» TEXTE

:::

On peut au bénéfice de ce qui se passe pour le lévothyrox , et rien que pour le plaisir, paraphraser la tirade de Beaumarchais, extraite du « barbier de Séville »
"Le doute ! Monsieur, vous ne savez guère ce que vous dédaignez ; j'ai vu les plus honnêtes gens près d'en être accablés ; croyez qu'il n'y a pas de plate méchanceté, pas d'horreurs, pas de conte absurde qu'on ne fasse adopter aux oisifs d'une grande ville, en s'y prenant bien.... D'abord un bruit léger, rasant le sol comme une hirondelle avant l'orage.... telle bouche le recueille, et, piano, piano, vous le glisse en l'oreille adroitement ; le mal est fait : il germe, il rampe, il chemine, et, rinforzando, de bouche en bouche, il va le diable ; puis tout à coup, ne sais comment, vous voyez le doute se dresser, siffler, s'enfler, grandir à vue d??il ; il s'élance, étend son vol, tourbillonne, enveloppe, arrache, entraîne, éclate et tonne, et devient certitude, cri général, crescendo public, chorus universel de haine et de proscription"

Cette dynamique de tornade insidieuse convient parfaitement à la mésaventure du lévothyrox "nouveau". Ce produit a progressivement focalisé toute l'attention médiatique à cause d'un simple et banal changement d?excipient.
Je ne suis pas là donner mon avis et mon sentiment, laissons les experts et la justice faire leur travail. Mais quelques soient les résultats au terme de ces procédures, on peut déjà faire un inventaire de tous les dysfonctionnements gravitant autour de la prescription du lévothyrox.

- Il y a d'abord à l'évidence une insuffisance d'études autour de sa commercialisation : les essais de pré-lancement n'auraient concerné qu'environ 200 personnes. Si cela est vrai, c'est très insuffisant même si la modification concerne un modeste excipent. Et on en vient fort logiquement aux produits génériques : Depuis leur mise en place, beaucoup de patients se plaignent des différences d'effets entre médicaments génériques et spécialités. L'affaire « lévothyrox » n'est-elle finalement pas un bien. Si la justice reconnaît les faits comme préjudiciables, et donc la possibilité qu'un excipient puisse engendrer les troubles somatiques sérieux. Cela veut dire que tous les génériques sont susceptibles d'être dangereux du fait qu'ils ne sont pas exactement à l'identique de la spécialité. Ce serait une bonne chose car on ne peut pas commercialiser des comprimés verts et et ronds et affirmer que c'est la même chose que les comprimés carrés et blancs. De la part de l'industriel qui fabrique le générique, c'est une grossière erreur engendrée par le besoin d'économiser 4 francs 6 sous. Pour les gens qui valident ce générique, c'est aussi une erreur pour ne pas dire une faute professionnelle. Le psychologique et le psychosomatique occupent une place très importante dans le soin, ce genre de différence est la porte ouverte au doute et à toutes les craintes.

:::

» DONNÉES À EXAMINER
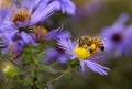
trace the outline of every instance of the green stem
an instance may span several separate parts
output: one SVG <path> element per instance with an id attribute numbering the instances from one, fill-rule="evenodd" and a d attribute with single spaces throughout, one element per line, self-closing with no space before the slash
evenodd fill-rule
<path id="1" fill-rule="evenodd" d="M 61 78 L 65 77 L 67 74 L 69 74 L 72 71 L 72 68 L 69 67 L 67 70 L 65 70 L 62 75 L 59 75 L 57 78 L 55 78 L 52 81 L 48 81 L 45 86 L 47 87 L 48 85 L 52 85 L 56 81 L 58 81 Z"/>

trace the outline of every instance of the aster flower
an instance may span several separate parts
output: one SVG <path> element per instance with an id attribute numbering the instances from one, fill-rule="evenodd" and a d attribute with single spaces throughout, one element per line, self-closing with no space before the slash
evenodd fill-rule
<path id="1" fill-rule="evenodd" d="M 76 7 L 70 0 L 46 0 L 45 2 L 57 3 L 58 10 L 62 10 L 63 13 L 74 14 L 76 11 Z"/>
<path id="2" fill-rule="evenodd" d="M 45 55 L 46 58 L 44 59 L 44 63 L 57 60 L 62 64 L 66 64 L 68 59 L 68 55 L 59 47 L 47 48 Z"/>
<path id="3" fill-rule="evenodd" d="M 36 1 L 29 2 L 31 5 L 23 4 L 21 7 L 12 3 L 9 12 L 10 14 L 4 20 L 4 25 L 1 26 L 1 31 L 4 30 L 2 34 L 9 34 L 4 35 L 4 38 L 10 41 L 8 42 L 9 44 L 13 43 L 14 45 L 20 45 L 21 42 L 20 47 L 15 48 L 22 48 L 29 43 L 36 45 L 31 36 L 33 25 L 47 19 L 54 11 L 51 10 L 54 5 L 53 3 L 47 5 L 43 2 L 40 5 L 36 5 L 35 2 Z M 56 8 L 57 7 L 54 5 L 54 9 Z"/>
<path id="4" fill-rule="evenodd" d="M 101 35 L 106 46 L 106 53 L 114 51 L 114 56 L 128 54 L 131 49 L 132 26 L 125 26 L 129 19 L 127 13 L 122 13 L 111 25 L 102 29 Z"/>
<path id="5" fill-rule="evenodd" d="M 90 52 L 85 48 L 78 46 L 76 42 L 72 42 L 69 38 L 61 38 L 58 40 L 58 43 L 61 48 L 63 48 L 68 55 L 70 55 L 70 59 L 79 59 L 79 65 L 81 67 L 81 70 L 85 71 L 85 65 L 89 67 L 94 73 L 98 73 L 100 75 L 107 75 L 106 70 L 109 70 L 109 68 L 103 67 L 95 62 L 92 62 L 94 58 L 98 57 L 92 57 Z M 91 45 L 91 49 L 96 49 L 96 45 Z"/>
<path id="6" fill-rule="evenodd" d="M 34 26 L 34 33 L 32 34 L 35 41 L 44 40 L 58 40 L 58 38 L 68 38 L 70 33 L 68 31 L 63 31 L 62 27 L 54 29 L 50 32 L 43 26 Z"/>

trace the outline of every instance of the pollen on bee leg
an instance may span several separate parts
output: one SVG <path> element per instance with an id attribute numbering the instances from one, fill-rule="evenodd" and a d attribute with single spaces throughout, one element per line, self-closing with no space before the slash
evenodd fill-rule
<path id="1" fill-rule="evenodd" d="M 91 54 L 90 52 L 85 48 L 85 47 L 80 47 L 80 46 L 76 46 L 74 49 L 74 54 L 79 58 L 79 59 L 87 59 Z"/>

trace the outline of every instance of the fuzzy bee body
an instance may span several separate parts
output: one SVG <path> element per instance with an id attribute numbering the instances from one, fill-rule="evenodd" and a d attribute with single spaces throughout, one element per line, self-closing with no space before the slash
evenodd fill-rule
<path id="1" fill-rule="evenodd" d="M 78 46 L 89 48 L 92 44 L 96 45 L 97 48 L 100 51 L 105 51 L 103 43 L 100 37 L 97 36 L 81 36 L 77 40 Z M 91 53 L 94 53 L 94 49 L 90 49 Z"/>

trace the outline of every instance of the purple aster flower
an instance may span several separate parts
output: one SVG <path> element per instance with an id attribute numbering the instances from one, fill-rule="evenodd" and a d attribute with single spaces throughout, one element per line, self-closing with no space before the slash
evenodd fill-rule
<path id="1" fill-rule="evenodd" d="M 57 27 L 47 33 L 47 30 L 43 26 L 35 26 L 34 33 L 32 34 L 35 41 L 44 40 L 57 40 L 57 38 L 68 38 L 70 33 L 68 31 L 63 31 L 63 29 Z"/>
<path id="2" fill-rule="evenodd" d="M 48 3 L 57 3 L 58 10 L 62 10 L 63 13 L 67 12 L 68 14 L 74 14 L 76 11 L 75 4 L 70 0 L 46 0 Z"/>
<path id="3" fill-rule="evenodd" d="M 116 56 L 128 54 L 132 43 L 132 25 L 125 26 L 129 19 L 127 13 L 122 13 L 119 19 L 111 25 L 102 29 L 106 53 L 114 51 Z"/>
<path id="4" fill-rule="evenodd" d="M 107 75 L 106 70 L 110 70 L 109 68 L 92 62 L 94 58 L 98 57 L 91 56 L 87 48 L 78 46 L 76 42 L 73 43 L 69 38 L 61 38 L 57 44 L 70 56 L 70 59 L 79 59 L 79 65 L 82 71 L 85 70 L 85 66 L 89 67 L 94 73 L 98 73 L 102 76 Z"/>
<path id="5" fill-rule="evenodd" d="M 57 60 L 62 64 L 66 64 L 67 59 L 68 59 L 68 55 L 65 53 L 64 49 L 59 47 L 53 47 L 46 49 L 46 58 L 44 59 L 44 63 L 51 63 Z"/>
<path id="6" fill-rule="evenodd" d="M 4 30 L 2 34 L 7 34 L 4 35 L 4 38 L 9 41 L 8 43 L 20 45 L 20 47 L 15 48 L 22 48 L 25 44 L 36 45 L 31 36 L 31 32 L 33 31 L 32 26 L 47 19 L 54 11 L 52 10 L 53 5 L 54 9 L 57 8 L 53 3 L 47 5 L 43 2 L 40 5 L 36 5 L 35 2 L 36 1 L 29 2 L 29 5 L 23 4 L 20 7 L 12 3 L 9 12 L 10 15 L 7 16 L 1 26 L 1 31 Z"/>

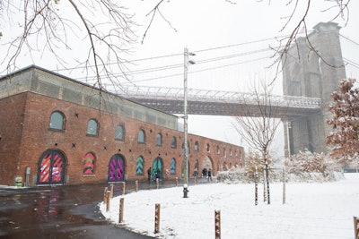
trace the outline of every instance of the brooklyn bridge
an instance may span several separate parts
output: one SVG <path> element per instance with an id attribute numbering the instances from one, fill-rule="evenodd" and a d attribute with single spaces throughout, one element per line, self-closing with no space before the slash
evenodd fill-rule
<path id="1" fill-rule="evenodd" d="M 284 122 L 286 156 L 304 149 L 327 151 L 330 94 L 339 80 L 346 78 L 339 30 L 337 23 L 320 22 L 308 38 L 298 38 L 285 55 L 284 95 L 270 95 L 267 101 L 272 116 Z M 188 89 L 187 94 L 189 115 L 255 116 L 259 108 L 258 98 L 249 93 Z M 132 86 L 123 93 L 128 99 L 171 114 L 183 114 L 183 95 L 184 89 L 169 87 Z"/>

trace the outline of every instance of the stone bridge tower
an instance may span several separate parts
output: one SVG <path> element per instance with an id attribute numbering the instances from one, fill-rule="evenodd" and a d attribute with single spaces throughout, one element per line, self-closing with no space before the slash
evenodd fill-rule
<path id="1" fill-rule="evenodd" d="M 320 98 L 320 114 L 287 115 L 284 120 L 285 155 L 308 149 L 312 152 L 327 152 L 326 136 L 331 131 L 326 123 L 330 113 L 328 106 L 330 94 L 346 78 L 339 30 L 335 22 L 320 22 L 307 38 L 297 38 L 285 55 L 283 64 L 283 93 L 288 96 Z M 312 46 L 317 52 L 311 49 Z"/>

:::

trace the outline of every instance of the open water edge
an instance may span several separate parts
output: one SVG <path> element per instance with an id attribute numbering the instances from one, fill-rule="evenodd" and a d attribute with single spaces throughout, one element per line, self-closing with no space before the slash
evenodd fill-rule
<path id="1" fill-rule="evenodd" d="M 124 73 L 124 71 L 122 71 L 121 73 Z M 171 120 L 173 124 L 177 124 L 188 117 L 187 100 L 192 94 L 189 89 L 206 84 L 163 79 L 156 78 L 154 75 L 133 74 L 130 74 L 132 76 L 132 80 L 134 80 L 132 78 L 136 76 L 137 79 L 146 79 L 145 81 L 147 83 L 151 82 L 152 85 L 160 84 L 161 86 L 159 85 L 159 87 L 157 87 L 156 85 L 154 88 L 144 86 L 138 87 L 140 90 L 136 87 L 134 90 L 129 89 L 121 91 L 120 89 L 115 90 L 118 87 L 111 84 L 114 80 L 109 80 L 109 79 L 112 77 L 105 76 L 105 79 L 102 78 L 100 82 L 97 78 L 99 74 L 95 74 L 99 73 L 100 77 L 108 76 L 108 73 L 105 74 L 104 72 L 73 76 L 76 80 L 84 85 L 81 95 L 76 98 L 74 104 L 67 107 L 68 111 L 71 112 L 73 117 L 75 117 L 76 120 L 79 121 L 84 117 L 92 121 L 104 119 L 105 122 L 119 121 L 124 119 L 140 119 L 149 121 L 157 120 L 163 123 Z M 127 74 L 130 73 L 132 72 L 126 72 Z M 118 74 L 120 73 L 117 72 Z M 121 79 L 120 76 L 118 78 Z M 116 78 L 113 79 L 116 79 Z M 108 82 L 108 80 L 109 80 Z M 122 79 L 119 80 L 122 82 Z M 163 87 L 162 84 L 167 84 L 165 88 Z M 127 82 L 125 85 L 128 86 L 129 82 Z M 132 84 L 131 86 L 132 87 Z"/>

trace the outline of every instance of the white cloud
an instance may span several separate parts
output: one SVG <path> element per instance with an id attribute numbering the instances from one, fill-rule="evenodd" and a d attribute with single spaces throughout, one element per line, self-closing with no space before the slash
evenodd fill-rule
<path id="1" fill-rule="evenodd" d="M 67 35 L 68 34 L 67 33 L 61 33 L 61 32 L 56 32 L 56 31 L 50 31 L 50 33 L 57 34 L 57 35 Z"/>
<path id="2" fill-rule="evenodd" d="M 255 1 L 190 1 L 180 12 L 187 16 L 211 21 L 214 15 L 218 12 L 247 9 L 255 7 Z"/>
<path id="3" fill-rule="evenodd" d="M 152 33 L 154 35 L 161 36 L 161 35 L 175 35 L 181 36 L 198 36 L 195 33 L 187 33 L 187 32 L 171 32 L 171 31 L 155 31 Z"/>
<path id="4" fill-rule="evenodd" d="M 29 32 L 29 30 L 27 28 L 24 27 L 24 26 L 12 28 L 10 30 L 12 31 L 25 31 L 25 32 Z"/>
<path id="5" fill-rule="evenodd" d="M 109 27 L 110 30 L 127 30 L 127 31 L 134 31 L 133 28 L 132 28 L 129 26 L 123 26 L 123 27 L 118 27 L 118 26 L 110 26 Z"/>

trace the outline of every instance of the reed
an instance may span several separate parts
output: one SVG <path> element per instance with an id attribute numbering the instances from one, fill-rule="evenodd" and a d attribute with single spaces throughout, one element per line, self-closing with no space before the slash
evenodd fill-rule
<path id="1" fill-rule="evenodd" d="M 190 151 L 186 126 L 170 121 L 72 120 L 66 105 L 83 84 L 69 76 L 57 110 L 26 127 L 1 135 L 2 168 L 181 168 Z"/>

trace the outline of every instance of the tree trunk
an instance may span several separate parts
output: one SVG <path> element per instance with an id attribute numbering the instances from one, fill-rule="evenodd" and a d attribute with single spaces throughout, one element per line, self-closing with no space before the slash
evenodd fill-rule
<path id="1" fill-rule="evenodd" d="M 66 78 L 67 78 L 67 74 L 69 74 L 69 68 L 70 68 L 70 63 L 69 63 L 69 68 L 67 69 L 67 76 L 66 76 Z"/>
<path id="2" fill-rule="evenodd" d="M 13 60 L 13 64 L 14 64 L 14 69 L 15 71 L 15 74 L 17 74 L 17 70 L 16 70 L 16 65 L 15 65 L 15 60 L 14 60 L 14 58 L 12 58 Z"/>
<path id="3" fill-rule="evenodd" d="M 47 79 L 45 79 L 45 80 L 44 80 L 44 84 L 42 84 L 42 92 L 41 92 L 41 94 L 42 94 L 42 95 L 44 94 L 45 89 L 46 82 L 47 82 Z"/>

:::

Relevez tous les termes italiens de nuance musicale présents dans la tirade que cite le texte sur le lévothyrox, en ne notant qu'une fois ceux qui reviennent. Seul le texte sert de référence.

piano, rinforzando, crescendo